* [PROBLEM 1]
In the forum thread on sub placement measurements, at about what frequency does Phillips place the room mode that causes the peak?

* [SELECTED EXTRACT]
★ ★ ★

# Sub Placement measurements



## TigerGenetics (Jun 17, 2014)

Hi all, I have finally gotten around to taking some test measurements for my sub setup (IB). I took measurements at 6 positions and need some help deciding which one may work best. 

Thanks for any input, advice, and opinions!


----------



## Phillips (Aug 12, 2011)

Middle left of centre looks the best. 

The peak is a room mode about 38hz.

Do you have EQ, adjustable or AVR that has EQ?


----------



## TigerGenetics (Jun 17, 2014)

Phillips said:


> Middle left of centre looks the best.
> 
> The peak is a room mode about 38hz.
> 
> Do you have EQ, adjustable or AVR that has EQ?


I definitely noticed the room mode peak. I have a Pioneer Elite SC-79 receiver but I am planning to run the sub-EQ through the Behringer FBQ1000 (new version of DSP1124P I believe). 

The main point regarding the middle locations (last three graphs) is that those were all done near a ceiling fan. Would the outlet of these subs being above the blades of the fan cause any issues?

Thanks!


----------



## TigerGenetics (Jun 17, 2014)

Quick question, should I redo my measurements so that they are more along a lower level, such as 75dB or should I be fine with what I have for applying the filters?


----------



## Phillips (Aug 12, 2011)

75-80db is fine, option is to measure the noise by simply using the SPL meter in REW with no test signal.

Turn them off then re-measure if results do show there is noise of the fans. 

Another option is to use the RTA (real time analyser) to find the best position this saves taking a lot of measurement's, then fine tune with the sweep (normal measurements).

I would try the Pioneer to EQ, how old is it? If it has Audyssey it is generally good.


----------



## TigerGenetics (Jun 17, 2014)

Phillips said:


> 75-80db is fine, option is to measure the noise by simply using the SPL meter in REW with no test signal.
> 
> Turn them off then re-measure if results do show there is noise of the fans.
> 
> ...


The Pioneer uses MCACC. 

Pardon the newbie question, but how do I utilize the RTA function? Meaning, what factors do I look for with that test? This may be a good option along with the measurement sweeps to find the optimal location. Once I find the best spot, there is going to be a rather large hole in my ceiling and I would really like to get it done right the first time. haha


----------



## red99 (Dec 10, 2014)

TigerGenetics said:


> The Pioneer uses MCACC.
> 
> Pardon the newbie question, but how do I utilize the RTA function? Meaning, what factors do I look for with that test? This may be a good option along with the measurement sweeps to find the optimal location. Once I find the best spot, there is going to be a rather large hole in my ceiling and I would really like to get it done right the first time. haha


I could be wrong since Im a newbie with all of this, but I am assuming he is referring to TrueRTA Audio Spectrum Analyzer software. I haven't read anywhere of REW using Real Tiime.


----------



## JohnM (Apr 11, 2006)

red99 said:


> I could be wrong since Im a newbie with all of this, but I am assuming he is referring to TrueRTA Audio Spectrum Analyzer software. I haven't read anywhere of REW using Real Tiime.


REW RTA Window.



> how do I utilize the RTA function?

★ ★ ★

* [PROBLEM 2]
List every line of the records that contains the string "kind". Case counts.

★ ★ ★

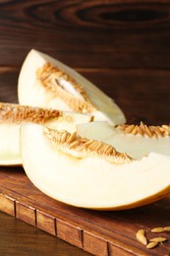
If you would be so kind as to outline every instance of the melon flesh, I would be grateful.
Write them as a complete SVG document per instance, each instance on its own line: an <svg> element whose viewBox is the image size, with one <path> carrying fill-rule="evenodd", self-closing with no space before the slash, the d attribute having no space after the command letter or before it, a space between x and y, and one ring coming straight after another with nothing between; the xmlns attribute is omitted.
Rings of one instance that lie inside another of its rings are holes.
<svg viewBox="0 0 170 256"><path fill-rule="evenodd" d="M0 124L0 165L21 165L20 125Z"/></svg>
<svg viewBox="0 0 170 256"><path fill-rule="evenodd" d="M46 126L59 131L67 128L75 132L76 124L91 120L92 117L86 114L0 103L0 165L22 165L20 127L23 122L44 122Z"/></svg>
<svg viewBox="0 0 170 256"><path fill-rule="evenodd" d="M18 96L21 104L34 105L41 107L52 107L61 110L75 111L64 98L56 95L50 86L44 87L37 78L37 70L44 64L50 63L54 67L64 71L68 76L74 79L87 95L95 109L83 112L89 112L96 120L107 120L112 125L125 123L125 116L120 107L102 91L92 83L80 75L72 68L66 66L60 61L37 50L30 50L28 54L19 76ZM54 80L53 80L54 81ZM71 83L64 79L60 81L60 87L67 92L68 96L72 97L72 102L80 99L82 103L85 102L83 95L76 90ZM66 96L67 97L67 96ZM79 105L78 105L79 108Z"/></svg>
<svg viewBox="0 0 170 256"><path fill-rule="evenodd" d="M37 124L23 124L21 155L26 173L48 196L88 209L121 210L154 202L170 192L170 157L150 153L118 163L76 155L45 136Z"/></svg>
<svg viewBox="0 0 170 256"><path fill-rule="evenodd" d="M77 131L81 137L112 145L118 152L125 152L134 159L141 160L150 152L170 156L170 136L126 134L106 121L78 124Z"/></svg>

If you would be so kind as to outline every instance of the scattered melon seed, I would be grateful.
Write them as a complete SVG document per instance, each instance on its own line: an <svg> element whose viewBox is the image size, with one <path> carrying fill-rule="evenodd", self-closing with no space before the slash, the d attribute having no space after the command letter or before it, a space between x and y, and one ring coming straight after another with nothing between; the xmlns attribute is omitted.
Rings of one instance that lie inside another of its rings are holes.
<svg viewBox="0 0 170 256"><path fill-rule="evenodd" d="M165 230L164 227L154 227L154 228L151 229L151 232L153 232L153 233L161 233L164 230Z"/></svg>
<svg viewBox="0 0 170 256"><path fill-rule="evenodd" d="M139 240L139 242L142 243L143 245L147 244L147 240L144 236L144 230L143 229L139 229L137 234L136 234L137 240Z"/></svg>
<svg viewBox="0 0 170 256"><path fill-rule="evenodd" d="M152 249L152 248L156 247L157 244L158 244L158 242L155 242L155 241L149 242L149 243L146 245L146 248L147 248L147 249Z"/></svg>
<svg viewBox="0 0 170 256"><path fill-rule="evenodd" d="M163 227L164 231L170 231L170 226Z"/></svg>
<svg viewBox="0 0 170 256"><path fill-rule="evenodd" d="M150 242L164 242L166 240L167 240L166 237L154 237L154 238L149 239Z"/></svg>

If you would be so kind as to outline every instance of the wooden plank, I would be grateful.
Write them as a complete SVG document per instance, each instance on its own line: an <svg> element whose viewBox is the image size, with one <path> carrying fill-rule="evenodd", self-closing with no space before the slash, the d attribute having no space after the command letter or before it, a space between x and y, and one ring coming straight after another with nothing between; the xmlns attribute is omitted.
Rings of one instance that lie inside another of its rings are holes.
<svg viewBox="0 0 170 256"><path fill-rule="evenodd" d="M40 210L36 211L36 225L50 234L57 234L56 219Z"/></svg>
<svg viewBox="0 0 170 256"><path fill-rule="evenodd" d="M137 230L142 227L147 237L152 237L151 227L169 225L170 197L137 210L88 211L50 199L37 190L21 170L0 168L1 193L16 199L16 217L94 255L124 253L148 256L148 249L136 240ZM1 210L4 211L3 207ZM162 219L163 213L165 218ZM165 236L170 239L170 233L165 233ZM166 255L169 246L169 241L158 246L152 250L152 255Z"/></svg>
<svg viewBox="0 0 170 256"><path fill-rule="evenodd" d="M6 1L1 65L21 66L33 47L82 68L169 69L169 17L160 0Z"/></svg>

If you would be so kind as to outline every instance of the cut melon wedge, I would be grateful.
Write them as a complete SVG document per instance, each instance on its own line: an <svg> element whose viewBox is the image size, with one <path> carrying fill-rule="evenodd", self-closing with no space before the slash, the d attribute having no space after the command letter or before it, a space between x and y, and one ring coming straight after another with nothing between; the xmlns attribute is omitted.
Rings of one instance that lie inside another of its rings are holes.
<svg viewBox="0 0 170 256"><path fill-rule="evenodd" d="M20 127L22 122L45 124L74 132L76 124L91 121L85 114L63 112L11 103L0 103L0 165L21 165Z"/></svg>
<svg viewBox="0 0 170 256"><path fill-rule="evenodd" d="M98 121L77 125L78 134L90 140L98 140L141 160L150 152L170 156L170 125L111 126L108 122Z"/></svg>
<svg viewBox="0 0 170 256"><path fill-rule="evenodd" d="M77 133L23 124L21 156L38 189L77 207L130 209L170 192L170 157L150 153L136 160Z"/></svg>
<svg viewBox="0 0 170 256"><path fill-rule="evenodd" d="M58 60L30 50L19 76L21 104L89 113L112 125L125 123L119 106L92 83Z"/></svg>

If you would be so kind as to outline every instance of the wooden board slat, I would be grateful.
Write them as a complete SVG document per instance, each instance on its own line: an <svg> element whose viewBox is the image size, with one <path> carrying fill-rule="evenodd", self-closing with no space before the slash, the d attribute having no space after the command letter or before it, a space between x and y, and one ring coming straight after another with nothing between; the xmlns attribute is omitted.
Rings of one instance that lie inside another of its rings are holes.
<svg viewBox="0 0 170 256"><path fill-rule="evenodd" d="M137 241L137 230L144 228L147 237L153 237L150 228L170 224L170 197L122 212L79 209L41 193L22 167L0 168L0 198L1 211L94 255L150 255ZM164 236L169 241L152 250L152 255L168 255L170 232Z"/></svg>

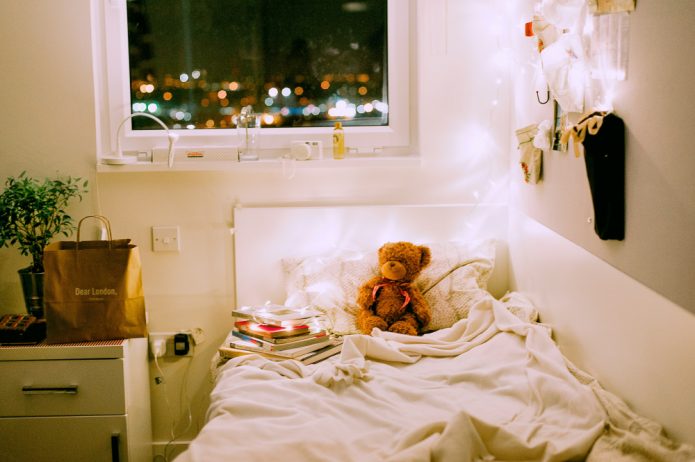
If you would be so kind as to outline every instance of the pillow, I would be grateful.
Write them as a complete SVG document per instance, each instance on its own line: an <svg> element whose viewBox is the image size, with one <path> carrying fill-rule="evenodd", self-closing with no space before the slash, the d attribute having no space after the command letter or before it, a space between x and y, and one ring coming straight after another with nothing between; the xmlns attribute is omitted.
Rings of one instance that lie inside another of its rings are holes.
<svg viewBox="0 0 695 462"><path fill-rule="evenodd" d="M488 295L495 244L485 240L425 245L432 251L432 260L415 283L432 310L432 319L424 330L432 331L467 317L471 306ZM359 333L355 300L360 286L379 274L377 249L285 258L282 266L286 305L312 305L326 314L336 334Z"/></svg>

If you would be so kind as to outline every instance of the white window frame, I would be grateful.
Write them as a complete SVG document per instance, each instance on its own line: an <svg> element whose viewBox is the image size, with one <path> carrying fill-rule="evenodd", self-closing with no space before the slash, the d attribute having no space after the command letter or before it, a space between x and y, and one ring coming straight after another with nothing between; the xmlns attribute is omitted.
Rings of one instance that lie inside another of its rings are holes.
<svg viewBox="0 0 695 462"><path fill-rule="evenodd" d="M349 146L379 155L412 153L410 107L410 0L388 0L388 126L345 127ZM126 0L92 0L92 49L97 122L97 157L116 151L116 132L130 112ZM206 149L238 145L234 129L172 130L178 148ZM164 130L121 130L124 152L163 148ZM293 140L330 140L330 127L261 130L261 149L269 157L289 150ZM330 147L329 147L330 148ZM376 148L376 149L374 149Z"/></svg>

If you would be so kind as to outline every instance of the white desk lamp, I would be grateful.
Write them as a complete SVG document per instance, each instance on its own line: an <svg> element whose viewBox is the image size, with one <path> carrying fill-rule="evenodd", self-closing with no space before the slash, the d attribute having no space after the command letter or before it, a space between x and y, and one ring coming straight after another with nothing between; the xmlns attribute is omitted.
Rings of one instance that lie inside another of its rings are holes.
<svg viewBox="0 0 695 462"><path fill-rule="evenodd" d="M169 168L174 166L174 143L176 140L179 139L179 135L176 133L173 133L172 131L169 130L169 128L164 124L164 122L161 121L161 119L153 116L152 114L147 114L145 112L135 112L133 114L129 114L126 116L118 126L118 129L116 130L116 154L113 156L104 156L101 158L101 160L105 164L110 164L110 165L125 165L125 164L132 164L134 162L137 162L137 157L134 156L124 156L123 155L123 150L121 149L121 130L123 129L123 125L125 123L132 119L133 117L148 117L155 122L157 122L159 125L162 126L165 132L167 132L167 138L169 139L169 155L168 155L168 162L169 162Z"/></svg>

★ ★ ★

* [TASK SOLUTION 1]
About 38 Hz.

* [TASK SOLUTION 2]
If you would be so kind as to outline every instance of the melon flesh, I would be grateful.
If you would be so kind as to outline every instance of the scattered melon seed, I would be grateful.
If you would be so kind as to outline every instance of the wooden plank, I would be grateful.
If you would be so kind as to outline every instance of the cut melon wedge, I would be grateful.
If you would be so kind as to outline every instance of the wooden board slat, I would be grateful.
If you would be so kind as to outline every instance of the pillow, I would be grateful.
If you would be so kind as to outline every instance of the white window frame, I would be grateful.
If you would be so kind as to outline every instance of the white desk lamp, I would be grateful.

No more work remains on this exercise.